**RECORDS FOR THIS TASK**
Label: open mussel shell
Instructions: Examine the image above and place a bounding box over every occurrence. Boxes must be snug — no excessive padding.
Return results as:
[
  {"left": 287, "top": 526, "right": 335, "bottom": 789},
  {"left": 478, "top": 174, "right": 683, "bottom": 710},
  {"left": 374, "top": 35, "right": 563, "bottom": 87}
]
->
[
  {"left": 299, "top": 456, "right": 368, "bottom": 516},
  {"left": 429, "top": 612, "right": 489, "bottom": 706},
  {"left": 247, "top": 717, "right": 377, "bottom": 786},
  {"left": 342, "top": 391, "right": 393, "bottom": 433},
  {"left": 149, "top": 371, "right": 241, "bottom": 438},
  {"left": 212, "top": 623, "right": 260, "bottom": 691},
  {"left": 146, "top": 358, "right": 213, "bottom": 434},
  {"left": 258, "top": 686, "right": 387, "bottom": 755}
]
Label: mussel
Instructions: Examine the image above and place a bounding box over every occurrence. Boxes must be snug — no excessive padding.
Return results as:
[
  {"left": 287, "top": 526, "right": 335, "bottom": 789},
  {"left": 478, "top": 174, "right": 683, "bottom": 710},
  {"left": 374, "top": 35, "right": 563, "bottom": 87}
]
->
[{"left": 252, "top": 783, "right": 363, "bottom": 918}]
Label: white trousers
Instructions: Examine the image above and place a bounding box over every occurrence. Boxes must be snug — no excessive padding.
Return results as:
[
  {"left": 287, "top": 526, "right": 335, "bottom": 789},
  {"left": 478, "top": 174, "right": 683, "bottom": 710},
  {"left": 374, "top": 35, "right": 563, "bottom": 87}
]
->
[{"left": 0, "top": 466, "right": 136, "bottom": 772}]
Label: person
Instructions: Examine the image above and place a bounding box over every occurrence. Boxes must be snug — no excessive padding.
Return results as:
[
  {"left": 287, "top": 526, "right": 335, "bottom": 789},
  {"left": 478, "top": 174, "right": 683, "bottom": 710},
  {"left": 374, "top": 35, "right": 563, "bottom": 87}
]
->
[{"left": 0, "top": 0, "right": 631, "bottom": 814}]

**EXERCISE DETAILS**
Every record in the listing above is to be copied exactly.

**ANSWER SPACE**
Label: open mussel shell
Instructions: Examine the image above and place a bounding box over every occurrence. Boxes must be snug — no excessive padding.
Return results as:
[
  {"left": 287, "top": 526, "right": 335, "bottom": 789},
  {"left": 478, "top": 174, "right": 683, "bottom": 710},
  {"left": 374, "top": 35, "right": 563, "bottom": 87}
]
->
[
  {"left": 299, "top": 456, "right": 368, "bottom": 516},
  {"left": 429, "top": 612, "right": 489, "bottom": 706},
  {"left": 247, "top": 717, "right": 377, "bottom": 786},
  {"left": 342, "top": 391, "right": 393, "bottom": 433},
  {"left": 149, "top": 371, "right": 241, "bottom": 438},
  {"left": 212, "top": 623, "right": 260, "bottom": 691},
  {"left": 146, "top": 358, "right": 213, "bottom": 434},
  {"left": 258, "top": 686, "right": 387, "bottom": 755}
]
Label: mussel
Instructions: Examine the image above and place a bounding box over every occurrence. Boxes must be snug — no excessive padding.
Return results as:
[
  {"left": 287, "top": 526, "right": 335, "bottom": 789},
  {"left": 478, "top": 174, "right": 683, "bottom": 710},
  {"left": 374, "top": 35, "right": 563, "bottom": 87}
]
->
[{"left": 252, "top": 783, "right": 363, "bottom": 918}]
Label: white trousers
Instructions: Examine the image above and place a bounding box over every occurrence. Boxes must be snug — no excessive padding.
Return results as:
[
  {"left": 287, "top": 526, "right": 335, "bottom": 789},
  {"left": 478, "top": 174, "right": 683, "bottom": 710},
  {"left": 374, "top": 35, "right": 563, "bottom": 87}
]
->
[{"left": 0, "top": 466, "right": 136, "bottom": 772}]
Label: person
Instructions: Examine the image above and place a bounding box over every occurrence. Boxes must be snug — no excessive padding.
Return results as:
[
  {"left": 287, "top": 526, "right": 335, "bottom": 789},
  {"left": 478, "top": 174, "right": 683, "bottom": 710},
  {"left": 374, "top": 35, "right": 563, "bottom": 87}
]
->
[{"left": 0, "top": 0, "right": 631, "bottom": 814}]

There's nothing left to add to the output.